Der Bundesverband der Energie- und Wasserwirtschaft wirft der Politik Versagen bei der Energiewende vor. In einigen Bereichen gebe es seit Jahren ein Bund-Länder-Scheitern, das nicht akzeptabel sei, sagte die Geschäftsführerin Hildegard Müller im DLF. Die energieerzeugenden Unternehmen hingegen seien längst auf die Energiewende eingestellt und nach dem Abkommen von Paris offen für Diskussionen zur Umsetzung.

Hildegard Müller im Gespräch mit Bettina Klein | 15.12.2015
    Hildegard Müller vom Bundesverband der Energie- und Wasserwirtschaft e.V.
    Hildegard Müller (picture alliance / dpa / Ingo Wagner)
    Es sei seit Längerem klar, dass es fundamentale Umwälzungen geben werden - der Wirtschaftszweig der Energiewirtschaft habe sich längst auf den Weg gemacht, so Müller: "Wir reagieren seit Jahren, legen konsequente Maßnahmen vor. Wir haben unseren Beitrag geleistet zur CO2-Reduzierung." Es fehle an einer realistischen und ehrlichen Diskussion darüber, wie Versorgungssicherheit hergestellt werden könne und auch, wie Arbeitsplätze erhalten werden könnten.

****************************************

* [Gestellte Aufgabe]
Schreib aus dem Text zur Energiewende einen Teil genau ab. Beginne bei den Worten „Der Bundesverband der“ und hör nach „dpa / Ingo Wagner)“ auf.

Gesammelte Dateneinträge
****************************************

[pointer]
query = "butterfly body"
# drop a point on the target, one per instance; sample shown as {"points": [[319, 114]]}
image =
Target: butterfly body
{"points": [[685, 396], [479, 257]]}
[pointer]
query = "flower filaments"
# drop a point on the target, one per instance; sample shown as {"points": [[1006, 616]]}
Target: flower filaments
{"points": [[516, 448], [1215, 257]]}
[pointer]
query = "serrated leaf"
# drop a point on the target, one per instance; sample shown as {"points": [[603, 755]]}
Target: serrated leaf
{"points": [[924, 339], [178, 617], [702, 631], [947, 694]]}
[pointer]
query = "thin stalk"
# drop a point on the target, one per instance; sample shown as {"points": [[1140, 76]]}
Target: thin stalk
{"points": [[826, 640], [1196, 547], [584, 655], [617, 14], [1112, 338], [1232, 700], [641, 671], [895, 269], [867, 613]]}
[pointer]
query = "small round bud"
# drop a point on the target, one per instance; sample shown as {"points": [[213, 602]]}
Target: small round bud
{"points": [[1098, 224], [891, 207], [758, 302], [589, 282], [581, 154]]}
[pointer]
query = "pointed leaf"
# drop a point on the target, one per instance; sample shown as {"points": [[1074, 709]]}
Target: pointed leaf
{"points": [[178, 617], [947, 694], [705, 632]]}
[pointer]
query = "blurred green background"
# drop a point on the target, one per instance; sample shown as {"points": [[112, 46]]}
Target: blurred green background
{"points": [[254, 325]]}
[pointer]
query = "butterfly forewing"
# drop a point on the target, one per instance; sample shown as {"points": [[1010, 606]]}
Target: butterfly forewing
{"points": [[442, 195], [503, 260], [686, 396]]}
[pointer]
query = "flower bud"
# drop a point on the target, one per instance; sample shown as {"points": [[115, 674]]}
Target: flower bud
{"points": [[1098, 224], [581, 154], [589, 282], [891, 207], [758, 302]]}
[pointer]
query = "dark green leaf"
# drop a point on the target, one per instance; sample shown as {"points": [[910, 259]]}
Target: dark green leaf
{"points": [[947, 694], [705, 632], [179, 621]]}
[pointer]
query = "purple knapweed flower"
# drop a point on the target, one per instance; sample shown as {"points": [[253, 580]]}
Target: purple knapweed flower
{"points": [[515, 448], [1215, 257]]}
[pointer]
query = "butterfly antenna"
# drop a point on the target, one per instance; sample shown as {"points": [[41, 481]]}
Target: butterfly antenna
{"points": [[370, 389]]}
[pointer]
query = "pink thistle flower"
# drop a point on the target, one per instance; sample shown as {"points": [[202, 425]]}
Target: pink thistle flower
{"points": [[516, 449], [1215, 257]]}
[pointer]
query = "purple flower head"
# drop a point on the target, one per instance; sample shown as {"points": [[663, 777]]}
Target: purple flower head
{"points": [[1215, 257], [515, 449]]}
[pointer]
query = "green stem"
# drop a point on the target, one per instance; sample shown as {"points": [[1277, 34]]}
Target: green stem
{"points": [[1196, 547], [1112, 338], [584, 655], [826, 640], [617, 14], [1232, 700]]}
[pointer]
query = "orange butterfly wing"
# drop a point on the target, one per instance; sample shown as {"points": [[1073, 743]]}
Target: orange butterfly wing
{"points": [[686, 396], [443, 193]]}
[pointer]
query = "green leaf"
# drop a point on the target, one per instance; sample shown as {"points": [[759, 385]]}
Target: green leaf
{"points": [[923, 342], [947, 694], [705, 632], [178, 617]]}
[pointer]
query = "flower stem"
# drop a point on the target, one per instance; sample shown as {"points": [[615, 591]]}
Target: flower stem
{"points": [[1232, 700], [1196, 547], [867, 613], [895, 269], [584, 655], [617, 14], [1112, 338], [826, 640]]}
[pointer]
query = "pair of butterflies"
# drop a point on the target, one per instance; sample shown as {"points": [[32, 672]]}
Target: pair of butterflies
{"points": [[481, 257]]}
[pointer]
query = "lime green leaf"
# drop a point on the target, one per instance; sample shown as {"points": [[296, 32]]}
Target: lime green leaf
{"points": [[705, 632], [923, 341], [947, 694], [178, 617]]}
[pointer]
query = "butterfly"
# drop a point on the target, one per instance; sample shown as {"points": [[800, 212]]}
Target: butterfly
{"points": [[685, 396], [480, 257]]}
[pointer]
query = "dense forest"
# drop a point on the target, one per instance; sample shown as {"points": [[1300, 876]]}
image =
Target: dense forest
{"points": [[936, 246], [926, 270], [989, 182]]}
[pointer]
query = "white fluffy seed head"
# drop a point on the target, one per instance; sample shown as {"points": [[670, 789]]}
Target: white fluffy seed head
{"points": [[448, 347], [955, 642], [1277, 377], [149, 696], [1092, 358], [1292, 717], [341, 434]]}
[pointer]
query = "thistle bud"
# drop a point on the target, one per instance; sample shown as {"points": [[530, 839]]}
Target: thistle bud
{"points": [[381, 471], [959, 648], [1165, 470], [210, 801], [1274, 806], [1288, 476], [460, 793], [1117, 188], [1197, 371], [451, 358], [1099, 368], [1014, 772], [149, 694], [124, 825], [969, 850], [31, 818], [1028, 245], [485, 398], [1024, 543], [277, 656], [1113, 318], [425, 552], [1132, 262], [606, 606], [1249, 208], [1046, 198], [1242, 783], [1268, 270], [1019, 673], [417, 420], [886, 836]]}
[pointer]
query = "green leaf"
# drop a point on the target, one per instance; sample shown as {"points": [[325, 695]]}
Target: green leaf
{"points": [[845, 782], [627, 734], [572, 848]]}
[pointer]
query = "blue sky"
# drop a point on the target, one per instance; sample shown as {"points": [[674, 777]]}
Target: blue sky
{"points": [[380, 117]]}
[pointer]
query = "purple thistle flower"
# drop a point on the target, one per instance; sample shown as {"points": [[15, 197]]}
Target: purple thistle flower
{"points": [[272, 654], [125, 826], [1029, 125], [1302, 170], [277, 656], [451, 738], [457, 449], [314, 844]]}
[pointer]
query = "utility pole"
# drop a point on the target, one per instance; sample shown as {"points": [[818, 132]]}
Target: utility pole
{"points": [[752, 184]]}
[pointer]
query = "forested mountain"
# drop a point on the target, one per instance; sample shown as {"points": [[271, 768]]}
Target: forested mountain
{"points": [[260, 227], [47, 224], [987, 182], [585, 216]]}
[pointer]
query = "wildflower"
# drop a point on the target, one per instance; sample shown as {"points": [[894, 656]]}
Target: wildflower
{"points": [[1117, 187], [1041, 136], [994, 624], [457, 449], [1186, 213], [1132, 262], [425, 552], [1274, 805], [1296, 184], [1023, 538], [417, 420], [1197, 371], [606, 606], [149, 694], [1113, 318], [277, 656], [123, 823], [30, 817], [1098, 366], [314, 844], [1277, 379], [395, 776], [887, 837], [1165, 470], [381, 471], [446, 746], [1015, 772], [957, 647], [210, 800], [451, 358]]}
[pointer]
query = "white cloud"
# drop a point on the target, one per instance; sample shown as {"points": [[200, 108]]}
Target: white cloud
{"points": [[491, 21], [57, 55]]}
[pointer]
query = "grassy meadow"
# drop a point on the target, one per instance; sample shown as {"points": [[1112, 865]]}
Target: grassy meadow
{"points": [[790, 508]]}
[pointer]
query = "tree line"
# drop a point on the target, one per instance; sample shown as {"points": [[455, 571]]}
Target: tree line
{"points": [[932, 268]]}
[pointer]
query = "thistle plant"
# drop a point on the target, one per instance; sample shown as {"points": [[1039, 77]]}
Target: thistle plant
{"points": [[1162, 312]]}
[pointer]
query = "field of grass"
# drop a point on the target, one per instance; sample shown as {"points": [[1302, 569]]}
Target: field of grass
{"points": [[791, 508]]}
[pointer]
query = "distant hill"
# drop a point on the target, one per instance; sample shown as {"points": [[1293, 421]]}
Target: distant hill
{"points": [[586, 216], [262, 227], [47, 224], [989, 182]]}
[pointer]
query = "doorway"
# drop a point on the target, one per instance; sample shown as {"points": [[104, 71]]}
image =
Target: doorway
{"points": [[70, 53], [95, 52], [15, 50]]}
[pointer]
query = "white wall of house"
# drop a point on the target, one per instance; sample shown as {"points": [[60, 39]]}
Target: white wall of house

****************************************

* [Ergebnis der Aufgabe]
Der Bundesverband der Energie- und Wasserwirtschaft wirft der Politik Versagen bei der Energiewende vor. In einigen Bereichen gebe es seit Jahren ein Bund-Länder-Scheitern, das nicht akzeptabel sei, sagte die Geschäftsführerin Hildegard Müller im DLF. Die energieerzeugenden Unternehmen hingegen seien längst auf die Energiewende eingestellt und nach dem Abkommen von Paris offen für Diskussionen zur Umsetzung.

Hildegard Müller im Gespräch mit Bettina Klein | 15.12.2015
    Hildegard Müller vom Bundesverband der Energie- und Wasserwirtschaft e.V.
    Hildegard Müller (picture alliance / dpa / Ingo Wagner)